Saved data entries
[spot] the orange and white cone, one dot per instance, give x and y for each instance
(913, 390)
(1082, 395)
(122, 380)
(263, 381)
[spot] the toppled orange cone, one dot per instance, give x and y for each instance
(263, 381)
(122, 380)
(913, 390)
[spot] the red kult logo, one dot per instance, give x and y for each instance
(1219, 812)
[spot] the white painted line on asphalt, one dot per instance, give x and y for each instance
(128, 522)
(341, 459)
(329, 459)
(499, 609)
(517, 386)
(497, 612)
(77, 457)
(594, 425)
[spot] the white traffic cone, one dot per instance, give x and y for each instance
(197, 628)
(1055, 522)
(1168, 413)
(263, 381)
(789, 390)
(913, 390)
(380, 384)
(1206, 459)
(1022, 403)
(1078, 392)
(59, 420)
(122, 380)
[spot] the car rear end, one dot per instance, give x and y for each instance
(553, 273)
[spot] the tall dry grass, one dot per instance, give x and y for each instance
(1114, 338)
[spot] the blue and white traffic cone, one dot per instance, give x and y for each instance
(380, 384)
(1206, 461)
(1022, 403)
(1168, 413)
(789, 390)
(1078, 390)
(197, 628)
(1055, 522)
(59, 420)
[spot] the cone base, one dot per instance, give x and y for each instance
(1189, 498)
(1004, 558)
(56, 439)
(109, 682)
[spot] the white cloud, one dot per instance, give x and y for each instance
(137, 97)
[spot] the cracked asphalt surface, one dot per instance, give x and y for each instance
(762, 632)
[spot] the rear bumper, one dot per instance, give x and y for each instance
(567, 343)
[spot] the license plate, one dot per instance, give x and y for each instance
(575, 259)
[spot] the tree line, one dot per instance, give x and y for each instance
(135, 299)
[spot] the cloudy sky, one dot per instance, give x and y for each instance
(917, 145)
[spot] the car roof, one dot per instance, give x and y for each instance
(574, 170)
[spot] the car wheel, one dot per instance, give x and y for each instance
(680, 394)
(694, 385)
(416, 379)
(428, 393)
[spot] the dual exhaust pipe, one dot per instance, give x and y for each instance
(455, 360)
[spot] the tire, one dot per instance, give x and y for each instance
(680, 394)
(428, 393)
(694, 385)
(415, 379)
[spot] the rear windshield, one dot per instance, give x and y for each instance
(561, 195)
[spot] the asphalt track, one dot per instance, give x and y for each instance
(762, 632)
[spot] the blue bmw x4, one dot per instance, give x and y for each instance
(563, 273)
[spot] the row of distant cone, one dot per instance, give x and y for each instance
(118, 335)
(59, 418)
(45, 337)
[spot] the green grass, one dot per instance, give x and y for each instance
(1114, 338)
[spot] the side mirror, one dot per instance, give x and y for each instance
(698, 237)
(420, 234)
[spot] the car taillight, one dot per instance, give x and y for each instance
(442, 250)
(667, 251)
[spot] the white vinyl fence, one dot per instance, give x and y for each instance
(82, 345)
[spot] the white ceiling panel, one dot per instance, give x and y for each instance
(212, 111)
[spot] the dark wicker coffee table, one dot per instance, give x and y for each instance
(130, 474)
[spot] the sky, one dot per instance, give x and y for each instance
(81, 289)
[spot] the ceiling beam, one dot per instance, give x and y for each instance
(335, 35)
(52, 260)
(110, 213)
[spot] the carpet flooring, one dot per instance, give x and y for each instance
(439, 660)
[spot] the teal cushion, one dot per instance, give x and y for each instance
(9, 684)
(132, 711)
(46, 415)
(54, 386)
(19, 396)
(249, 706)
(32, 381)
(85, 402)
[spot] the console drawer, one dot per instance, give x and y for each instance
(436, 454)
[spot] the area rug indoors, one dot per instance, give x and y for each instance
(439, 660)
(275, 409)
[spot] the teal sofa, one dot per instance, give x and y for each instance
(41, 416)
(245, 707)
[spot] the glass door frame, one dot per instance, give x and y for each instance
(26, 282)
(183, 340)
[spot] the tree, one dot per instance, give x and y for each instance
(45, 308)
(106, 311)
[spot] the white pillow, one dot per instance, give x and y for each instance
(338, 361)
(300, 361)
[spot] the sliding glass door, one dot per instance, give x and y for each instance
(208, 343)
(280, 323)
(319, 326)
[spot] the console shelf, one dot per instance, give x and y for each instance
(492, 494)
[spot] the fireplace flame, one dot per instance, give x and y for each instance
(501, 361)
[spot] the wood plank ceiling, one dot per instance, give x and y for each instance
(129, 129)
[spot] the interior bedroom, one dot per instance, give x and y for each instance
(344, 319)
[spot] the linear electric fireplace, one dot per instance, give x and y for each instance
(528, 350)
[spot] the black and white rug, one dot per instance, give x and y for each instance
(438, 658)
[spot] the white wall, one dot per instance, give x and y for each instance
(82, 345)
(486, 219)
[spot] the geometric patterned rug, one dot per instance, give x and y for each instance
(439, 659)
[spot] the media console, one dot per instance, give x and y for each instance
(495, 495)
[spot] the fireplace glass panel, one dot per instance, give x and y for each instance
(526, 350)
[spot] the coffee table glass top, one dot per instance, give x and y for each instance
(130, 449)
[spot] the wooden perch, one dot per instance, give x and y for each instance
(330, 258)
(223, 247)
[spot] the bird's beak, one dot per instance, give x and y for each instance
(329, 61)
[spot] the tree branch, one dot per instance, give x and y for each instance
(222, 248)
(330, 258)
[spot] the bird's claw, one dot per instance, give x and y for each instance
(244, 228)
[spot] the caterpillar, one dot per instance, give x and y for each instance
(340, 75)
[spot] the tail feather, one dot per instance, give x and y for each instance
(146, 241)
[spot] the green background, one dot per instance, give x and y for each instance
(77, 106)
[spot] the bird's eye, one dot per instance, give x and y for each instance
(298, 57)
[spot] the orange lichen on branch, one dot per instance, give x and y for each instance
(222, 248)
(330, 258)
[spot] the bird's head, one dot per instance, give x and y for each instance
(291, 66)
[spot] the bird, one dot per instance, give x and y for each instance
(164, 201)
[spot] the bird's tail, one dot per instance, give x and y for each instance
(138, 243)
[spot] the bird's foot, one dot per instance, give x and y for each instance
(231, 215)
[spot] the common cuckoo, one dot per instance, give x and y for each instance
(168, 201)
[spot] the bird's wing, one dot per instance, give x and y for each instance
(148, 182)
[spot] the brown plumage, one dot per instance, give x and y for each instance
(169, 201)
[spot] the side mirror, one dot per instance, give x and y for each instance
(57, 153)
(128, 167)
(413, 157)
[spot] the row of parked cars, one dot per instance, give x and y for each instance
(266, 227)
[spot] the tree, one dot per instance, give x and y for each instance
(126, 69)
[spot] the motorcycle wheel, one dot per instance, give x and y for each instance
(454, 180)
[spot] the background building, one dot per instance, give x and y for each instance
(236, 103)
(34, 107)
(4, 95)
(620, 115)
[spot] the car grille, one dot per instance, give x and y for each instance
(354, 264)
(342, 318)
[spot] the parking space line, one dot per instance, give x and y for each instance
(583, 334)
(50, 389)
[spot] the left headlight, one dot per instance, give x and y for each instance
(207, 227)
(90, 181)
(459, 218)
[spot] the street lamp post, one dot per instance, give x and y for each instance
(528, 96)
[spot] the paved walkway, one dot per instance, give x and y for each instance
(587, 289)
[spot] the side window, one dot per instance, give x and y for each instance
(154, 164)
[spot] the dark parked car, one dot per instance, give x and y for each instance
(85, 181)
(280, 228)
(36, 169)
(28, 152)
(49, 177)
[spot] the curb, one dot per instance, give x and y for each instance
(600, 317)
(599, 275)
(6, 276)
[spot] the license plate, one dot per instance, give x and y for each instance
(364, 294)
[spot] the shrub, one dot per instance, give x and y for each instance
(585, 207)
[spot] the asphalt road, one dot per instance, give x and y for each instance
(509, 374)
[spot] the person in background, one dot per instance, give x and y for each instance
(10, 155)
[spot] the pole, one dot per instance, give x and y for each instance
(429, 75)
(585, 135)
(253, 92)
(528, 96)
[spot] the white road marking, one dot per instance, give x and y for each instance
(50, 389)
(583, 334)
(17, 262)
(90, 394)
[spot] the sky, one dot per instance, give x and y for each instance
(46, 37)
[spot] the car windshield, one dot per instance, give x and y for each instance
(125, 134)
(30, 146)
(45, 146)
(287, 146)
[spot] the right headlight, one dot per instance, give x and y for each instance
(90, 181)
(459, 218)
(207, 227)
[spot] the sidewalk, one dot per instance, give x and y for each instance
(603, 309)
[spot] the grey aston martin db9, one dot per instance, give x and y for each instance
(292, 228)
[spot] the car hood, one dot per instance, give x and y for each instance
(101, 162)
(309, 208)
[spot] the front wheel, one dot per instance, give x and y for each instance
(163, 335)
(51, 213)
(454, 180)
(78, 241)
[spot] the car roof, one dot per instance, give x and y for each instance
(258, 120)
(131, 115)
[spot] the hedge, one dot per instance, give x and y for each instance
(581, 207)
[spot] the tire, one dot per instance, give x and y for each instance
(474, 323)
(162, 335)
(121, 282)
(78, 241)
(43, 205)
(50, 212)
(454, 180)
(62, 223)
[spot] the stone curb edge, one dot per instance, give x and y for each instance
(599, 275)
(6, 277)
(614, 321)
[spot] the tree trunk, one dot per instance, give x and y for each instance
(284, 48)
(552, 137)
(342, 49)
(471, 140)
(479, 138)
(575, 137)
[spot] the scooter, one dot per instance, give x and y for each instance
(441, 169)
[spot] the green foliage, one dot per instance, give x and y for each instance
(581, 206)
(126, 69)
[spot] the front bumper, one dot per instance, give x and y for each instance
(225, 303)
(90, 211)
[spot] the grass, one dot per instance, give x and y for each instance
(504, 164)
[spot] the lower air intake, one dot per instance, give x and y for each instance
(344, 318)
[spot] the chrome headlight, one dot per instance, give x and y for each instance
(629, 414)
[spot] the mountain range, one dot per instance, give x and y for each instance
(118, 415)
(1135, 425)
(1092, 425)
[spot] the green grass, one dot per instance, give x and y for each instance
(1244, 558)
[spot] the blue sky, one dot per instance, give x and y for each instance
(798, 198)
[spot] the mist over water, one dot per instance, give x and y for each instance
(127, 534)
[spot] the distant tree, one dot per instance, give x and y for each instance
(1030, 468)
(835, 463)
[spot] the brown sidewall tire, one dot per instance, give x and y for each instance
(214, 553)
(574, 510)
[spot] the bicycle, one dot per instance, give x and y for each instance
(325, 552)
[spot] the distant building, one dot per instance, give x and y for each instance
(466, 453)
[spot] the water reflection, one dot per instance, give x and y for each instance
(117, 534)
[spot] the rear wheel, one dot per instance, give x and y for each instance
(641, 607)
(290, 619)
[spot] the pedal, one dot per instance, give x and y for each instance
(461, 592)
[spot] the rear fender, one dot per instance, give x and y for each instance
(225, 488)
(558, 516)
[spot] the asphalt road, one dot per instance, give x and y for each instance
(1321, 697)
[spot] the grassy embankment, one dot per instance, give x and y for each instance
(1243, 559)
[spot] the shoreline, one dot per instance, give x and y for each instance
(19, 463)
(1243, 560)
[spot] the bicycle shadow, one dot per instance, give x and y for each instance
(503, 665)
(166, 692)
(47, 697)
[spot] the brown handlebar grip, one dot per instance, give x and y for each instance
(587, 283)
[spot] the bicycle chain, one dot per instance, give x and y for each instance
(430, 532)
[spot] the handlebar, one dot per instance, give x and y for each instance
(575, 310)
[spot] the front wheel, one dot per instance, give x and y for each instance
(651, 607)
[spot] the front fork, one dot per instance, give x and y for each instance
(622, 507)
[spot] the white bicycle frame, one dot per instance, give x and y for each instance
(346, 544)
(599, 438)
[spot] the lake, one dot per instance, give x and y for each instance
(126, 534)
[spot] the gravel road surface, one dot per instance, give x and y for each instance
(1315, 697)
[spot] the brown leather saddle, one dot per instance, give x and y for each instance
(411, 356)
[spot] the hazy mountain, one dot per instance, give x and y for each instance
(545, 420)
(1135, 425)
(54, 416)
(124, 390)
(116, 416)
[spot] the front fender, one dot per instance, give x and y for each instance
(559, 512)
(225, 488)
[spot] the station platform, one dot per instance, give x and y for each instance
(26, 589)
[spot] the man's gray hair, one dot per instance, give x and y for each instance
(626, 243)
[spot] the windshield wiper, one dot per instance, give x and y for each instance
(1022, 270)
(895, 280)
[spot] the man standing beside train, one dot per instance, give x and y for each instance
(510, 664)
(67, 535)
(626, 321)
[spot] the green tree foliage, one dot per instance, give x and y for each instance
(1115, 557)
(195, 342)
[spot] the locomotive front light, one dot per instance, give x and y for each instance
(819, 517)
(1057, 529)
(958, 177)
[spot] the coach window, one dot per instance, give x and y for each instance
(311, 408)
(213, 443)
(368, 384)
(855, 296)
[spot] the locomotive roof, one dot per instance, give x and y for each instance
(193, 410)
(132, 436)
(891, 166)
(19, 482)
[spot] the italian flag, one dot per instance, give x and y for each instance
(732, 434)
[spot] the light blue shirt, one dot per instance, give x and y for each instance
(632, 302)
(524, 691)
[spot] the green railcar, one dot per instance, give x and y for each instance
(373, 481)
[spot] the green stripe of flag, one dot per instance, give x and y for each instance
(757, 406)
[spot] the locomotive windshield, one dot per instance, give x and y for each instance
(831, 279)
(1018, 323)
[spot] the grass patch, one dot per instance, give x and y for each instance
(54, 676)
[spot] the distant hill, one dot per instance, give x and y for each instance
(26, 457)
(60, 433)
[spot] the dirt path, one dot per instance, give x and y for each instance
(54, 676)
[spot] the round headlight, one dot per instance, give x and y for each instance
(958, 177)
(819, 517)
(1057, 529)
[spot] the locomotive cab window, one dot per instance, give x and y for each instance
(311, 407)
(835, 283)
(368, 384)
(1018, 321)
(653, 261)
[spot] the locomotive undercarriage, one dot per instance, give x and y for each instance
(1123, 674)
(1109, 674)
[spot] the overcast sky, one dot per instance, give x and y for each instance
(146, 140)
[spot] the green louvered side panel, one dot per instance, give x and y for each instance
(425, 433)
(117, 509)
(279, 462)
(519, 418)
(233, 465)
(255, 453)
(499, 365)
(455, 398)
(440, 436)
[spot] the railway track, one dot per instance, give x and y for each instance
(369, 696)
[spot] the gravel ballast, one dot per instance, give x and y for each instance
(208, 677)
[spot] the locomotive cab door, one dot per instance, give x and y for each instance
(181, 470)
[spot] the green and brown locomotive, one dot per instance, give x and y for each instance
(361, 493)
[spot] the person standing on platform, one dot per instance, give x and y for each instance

- [Work instruction]: Repeat only the lines running from the line that contains "[spot] the overcast" through the last line above, inclusive.

- [Answer for this exercise]:
[spot] the overcast sky, one dot per instance, give x and y for each instance
(146, 140)
[spot] the green louvered side panel, one dot per instance, give x and y for each instance
(425, 433)
(117, 509)
(279, 462)
(519, 418)
(233, 465)
(255, 453)
(499, 365)
(455, 398)
(440, 436)
[spot] the railway track, one dot per instance, give x and y for each instance
(369, 696)
[spot] the gravel ballast, one dot per instance, give x and y for each instance
(208, 677)
[spot] the locomotive cab door, one dot per instance, give x and y for each instance
(181, 470)
[spot] the green and brown locomotive, one dot per instance, give x and y for each instance
(361, 493)
[spot] the person standing on platform, one dot per instance, give x and y for each instance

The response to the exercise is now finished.